> _TEXT SEGMENT_
-- Begin --
# Income tax?



## CK82 (Sep 17, 2005)

I heard through a friend in the snow removal business that since snow removal and retaining walls are liabilites? there is no income tax associate with them? I dont belive this but hopefully its true!


----------



## Mick (May 19, 2001)

Go with your first instinct.

That reasoning for not being taxable doesn't even make sense. It's income; it's taxable.


----------



## theplowmeister (Nov 14, 2006)

retaining walls ????


----------



## GFX (Sep 6, 2005)

I think he meant sales tax. Snow plowing and retaining walls in Wisconsin are not taxable sales. The income you make off them is taxable.


----------



## AbsoluteH&L (Jan 5, 2006)

I wish it were true!! As said, probobly meant sales tax. Just put the quarterlys in the mail box today.


----------



## grandview (Oct 9, 2005)

Same here 8.75% sales tax.payup


----------



## UglyTruck (Feb 8, 2007)

My tax guy has told me for several years running that "Service only" is not subject to sales tax but if I sell so much as one nut, washer, grain of salt, etc.... then the whole thing is taxable for parts & labor..

so my invoices are 1/2 & 1/2. those that get Icemelt are taxed and those that are "Service only" are untaxed....this may be an Iowa only thing though.....

as far as the construction trades go...new construction is not taxable whereas remodel or repair is taxable....


----------



## CK82 (Sep 17, 2005)

Ok got it so snow removal and retaining walls have income tax. Snow removal is sales tax free, salting (product) has to have sales tax paid either at the point of sale or by the customer in the end. So is the salting service itself have sales tax or just the re-sale of the product?


----------



## UglyTruck (Feb 8, 2007)

I am by no means a tax guy so PLEASE run this question by your tax guy...



The way that I do my billing if I was there and am billing them for labor only:

plow &/or snowblow with no Icemelt then it is billed as "Service only" and not taxed

now, if I do the same lot & spread Icemelt on the sidewalk, I then have to bill for Icemelt....billed as materials. 

once I add this to the invoice I then am required to charge sales tax not only on the price of the Icemelt, but also on all the labor. associated with that same job...

does that clear it up for you or is it clear as mud????
-- End --
> _INFORMATION SUPPLIED_
-- Begin --
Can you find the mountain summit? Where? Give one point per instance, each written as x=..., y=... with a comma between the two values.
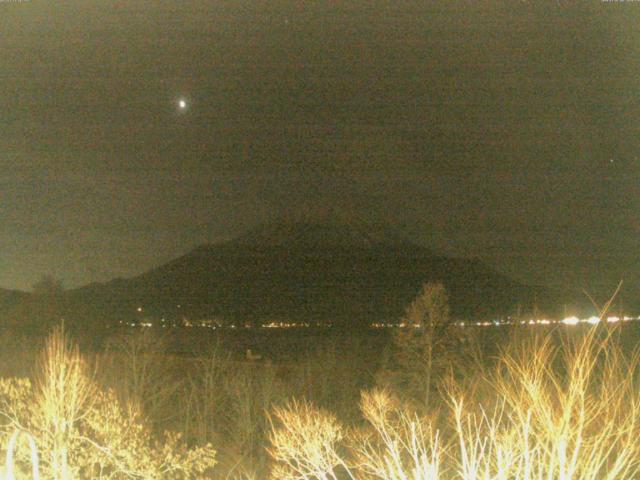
-- End --
> _TASKS TO CARRY OUT_
[1] Answer these questions using the snow removal tax thread.
(a) In which state does GFX say snow plowing and retaining walls are not taxable sales?
(b) What sales tax rate does grandview give?
(c) Which kind of construction does UglyTruck say is not taxable?
[2] Reproduce the part of the snow removal tax thread starting with "Go with your" and going on through "(Nov 14, 2006)".

> _ANSWERS GIVEN_
[1]
(a) Wisconsin
(b) 8.75%
(c) New construction

[2]
Go with your first instinct.

That reasoning for not being taxable doesn't even make sense. It's income; it's taxable.


----------



## theplowmeister (Nov 14, 2006)